RECORDS FOR PROCESSING start
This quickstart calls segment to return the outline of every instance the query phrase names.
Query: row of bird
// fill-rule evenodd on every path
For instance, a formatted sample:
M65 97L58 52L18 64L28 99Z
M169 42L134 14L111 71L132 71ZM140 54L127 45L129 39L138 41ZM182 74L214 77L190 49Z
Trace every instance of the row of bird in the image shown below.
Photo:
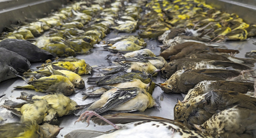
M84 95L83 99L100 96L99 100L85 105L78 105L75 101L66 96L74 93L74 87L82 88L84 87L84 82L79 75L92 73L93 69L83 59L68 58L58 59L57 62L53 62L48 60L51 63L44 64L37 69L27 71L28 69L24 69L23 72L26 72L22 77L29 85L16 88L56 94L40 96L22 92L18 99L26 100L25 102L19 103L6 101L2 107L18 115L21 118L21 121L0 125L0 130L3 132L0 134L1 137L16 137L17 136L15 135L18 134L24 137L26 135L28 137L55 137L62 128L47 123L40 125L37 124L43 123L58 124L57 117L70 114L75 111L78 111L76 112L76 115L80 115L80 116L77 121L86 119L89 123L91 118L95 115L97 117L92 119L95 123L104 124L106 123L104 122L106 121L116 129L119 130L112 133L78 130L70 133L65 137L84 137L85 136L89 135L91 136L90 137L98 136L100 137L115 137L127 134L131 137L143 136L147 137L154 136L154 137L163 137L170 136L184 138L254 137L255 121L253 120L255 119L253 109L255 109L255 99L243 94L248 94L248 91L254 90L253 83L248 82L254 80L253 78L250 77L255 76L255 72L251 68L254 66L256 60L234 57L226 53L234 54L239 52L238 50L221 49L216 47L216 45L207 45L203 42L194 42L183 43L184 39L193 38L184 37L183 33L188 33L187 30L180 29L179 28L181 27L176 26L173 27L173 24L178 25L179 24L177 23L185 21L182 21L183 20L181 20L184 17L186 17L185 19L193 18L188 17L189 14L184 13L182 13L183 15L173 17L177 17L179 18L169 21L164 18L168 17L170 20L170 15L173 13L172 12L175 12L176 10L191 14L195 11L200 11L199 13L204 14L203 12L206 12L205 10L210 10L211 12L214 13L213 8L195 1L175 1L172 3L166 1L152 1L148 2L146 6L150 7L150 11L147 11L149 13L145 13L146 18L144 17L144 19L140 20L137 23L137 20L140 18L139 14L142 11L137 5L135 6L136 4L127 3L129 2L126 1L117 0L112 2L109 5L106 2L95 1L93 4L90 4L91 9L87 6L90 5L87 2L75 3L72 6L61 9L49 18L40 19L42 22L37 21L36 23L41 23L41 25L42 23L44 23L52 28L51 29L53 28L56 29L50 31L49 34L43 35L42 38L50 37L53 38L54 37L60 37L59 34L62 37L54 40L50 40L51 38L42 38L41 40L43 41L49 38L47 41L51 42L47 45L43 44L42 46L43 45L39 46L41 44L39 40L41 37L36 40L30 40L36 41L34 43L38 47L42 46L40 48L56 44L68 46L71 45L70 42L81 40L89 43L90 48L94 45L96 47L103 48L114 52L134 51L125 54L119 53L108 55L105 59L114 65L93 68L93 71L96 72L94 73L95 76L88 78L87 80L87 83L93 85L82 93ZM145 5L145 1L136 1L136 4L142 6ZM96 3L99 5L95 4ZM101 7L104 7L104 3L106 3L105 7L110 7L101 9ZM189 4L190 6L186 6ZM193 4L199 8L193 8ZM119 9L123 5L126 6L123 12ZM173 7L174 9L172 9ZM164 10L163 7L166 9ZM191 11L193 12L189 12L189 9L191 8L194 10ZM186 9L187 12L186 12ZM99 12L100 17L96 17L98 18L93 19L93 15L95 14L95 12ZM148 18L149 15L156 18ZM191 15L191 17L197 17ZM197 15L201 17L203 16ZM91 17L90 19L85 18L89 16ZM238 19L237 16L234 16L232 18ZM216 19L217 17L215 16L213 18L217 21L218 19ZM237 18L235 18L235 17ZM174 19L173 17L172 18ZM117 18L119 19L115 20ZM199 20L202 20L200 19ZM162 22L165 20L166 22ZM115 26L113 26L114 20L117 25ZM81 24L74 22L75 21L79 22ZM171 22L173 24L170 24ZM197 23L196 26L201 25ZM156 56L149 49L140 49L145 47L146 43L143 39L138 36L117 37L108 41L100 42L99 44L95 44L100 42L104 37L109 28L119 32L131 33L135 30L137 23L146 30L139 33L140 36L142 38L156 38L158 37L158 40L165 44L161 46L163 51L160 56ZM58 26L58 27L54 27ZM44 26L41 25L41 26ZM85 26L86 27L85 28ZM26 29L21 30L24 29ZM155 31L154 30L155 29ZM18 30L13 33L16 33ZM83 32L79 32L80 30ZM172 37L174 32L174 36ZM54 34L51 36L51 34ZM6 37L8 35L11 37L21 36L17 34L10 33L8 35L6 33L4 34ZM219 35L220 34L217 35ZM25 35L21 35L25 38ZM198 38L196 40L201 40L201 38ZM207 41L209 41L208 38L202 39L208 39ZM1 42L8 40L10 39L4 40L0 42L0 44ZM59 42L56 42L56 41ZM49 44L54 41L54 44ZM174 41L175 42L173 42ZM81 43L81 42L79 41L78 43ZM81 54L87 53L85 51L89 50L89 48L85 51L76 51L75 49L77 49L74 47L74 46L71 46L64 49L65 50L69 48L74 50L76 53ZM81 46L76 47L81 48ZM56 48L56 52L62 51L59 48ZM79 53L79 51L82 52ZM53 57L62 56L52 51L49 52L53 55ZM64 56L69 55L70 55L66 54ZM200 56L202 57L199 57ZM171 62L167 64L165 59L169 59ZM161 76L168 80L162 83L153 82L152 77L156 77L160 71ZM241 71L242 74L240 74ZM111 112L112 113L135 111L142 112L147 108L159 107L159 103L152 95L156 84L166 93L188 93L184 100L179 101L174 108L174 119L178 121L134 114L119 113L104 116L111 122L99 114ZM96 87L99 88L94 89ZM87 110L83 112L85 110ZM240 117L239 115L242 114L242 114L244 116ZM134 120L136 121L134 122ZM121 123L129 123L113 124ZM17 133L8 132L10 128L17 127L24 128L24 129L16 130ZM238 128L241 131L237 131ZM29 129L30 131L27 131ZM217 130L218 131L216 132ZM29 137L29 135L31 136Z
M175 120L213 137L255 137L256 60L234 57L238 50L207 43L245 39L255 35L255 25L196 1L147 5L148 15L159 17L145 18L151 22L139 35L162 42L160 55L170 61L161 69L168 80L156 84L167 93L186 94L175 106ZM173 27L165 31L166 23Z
RECORDS FOR PROCESSING end
RECORDS FOR PROCESSING start
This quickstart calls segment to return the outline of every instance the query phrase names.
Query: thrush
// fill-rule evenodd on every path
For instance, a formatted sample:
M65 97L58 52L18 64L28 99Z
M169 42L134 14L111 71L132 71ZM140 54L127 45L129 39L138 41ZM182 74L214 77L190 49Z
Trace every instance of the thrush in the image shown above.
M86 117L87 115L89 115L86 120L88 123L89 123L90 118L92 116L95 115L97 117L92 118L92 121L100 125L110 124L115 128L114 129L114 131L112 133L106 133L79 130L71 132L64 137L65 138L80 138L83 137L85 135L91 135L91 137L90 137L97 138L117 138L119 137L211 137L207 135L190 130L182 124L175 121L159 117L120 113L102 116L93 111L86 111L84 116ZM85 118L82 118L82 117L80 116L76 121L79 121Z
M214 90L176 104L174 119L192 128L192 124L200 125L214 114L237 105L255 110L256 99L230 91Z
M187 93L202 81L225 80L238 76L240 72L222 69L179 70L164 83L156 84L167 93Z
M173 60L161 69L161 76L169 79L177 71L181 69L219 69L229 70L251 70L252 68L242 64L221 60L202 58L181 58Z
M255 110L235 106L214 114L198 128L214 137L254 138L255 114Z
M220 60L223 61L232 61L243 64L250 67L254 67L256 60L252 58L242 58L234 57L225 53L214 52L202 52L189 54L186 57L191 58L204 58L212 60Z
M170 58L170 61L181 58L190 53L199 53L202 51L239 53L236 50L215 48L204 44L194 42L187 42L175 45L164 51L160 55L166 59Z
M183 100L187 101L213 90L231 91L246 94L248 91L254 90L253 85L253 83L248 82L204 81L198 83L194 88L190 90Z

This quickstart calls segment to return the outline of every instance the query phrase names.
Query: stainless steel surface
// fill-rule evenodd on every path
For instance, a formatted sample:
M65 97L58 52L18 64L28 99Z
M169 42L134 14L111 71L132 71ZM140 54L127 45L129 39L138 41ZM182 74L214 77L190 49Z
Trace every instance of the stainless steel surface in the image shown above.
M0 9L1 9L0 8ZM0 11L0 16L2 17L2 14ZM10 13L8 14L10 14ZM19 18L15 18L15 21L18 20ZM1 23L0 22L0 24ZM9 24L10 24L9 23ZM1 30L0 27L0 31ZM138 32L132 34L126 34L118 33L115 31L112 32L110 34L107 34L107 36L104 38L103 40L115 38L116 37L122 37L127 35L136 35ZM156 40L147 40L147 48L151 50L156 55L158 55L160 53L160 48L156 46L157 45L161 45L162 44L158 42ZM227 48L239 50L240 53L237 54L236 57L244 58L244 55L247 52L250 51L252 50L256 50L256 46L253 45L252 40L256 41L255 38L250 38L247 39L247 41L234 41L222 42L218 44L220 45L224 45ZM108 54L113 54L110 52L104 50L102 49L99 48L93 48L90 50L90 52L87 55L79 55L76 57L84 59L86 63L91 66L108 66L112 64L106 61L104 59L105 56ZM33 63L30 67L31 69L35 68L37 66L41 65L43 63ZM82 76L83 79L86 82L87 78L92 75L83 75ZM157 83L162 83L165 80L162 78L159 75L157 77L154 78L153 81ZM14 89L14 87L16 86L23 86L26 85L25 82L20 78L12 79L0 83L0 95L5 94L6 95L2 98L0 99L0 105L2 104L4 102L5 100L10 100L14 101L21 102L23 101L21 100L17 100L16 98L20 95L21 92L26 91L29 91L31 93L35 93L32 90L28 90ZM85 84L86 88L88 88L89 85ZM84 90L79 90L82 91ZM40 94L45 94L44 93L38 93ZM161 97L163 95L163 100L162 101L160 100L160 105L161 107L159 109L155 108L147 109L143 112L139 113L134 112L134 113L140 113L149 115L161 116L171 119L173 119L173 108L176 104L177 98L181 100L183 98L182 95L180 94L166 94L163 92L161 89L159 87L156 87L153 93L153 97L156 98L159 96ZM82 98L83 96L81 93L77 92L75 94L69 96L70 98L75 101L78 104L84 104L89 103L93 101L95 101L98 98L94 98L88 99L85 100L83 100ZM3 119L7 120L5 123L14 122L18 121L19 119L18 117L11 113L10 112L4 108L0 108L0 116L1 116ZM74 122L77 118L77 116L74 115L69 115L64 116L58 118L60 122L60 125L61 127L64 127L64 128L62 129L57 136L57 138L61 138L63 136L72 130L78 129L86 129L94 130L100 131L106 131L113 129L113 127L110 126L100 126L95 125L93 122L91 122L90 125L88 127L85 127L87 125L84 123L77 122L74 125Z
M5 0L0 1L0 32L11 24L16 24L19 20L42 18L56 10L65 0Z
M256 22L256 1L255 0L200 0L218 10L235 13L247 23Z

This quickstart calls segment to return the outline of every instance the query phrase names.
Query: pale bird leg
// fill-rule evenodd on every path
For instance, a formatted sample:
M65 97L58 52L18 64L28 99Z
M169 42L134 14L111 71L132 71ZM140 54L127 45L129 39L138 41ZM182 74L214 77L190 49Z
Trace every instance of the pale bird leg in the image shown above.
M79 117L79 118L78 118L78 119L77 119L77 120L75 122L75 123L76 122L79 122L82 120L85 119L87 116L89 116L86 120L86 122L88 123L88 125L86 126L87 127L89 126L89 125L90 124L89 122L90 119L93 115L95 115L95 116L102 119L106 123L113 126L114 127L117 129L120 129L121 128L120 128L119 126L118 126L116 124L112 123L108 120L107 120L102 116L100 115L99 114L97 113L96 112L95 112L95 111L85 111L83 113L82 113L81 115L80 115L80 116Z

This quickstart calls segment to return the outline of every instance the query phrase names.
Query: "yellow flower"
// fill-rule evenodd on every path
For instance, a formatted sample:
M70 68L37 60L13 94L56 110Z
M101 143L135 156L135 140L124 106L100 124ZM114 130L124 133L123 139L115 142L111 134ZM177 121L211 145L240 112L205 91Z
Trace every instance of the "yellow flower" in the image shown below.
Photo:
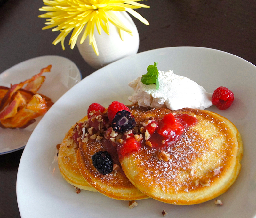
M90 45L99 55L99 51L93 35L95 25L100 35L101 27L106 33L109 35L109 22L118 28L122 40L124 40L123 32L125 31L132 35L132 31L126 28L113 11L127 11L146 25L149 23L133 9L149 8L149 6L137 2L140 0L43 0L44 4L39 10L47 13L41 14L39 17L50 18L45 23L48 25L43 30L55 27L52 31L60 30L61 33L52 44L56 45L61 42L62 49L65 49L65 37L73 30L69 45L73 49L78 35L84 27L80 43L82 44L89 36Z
RECORDS FOR PROCESSING end
* _THE PROBLEM_
Pick out every line of the material that contains the word "stainless", and copy each of those lines unchanged.

* _WRITTEN ANSWER_
Query: stainless steel surface
Trace every instance of the stainless steel surface in the image shown above.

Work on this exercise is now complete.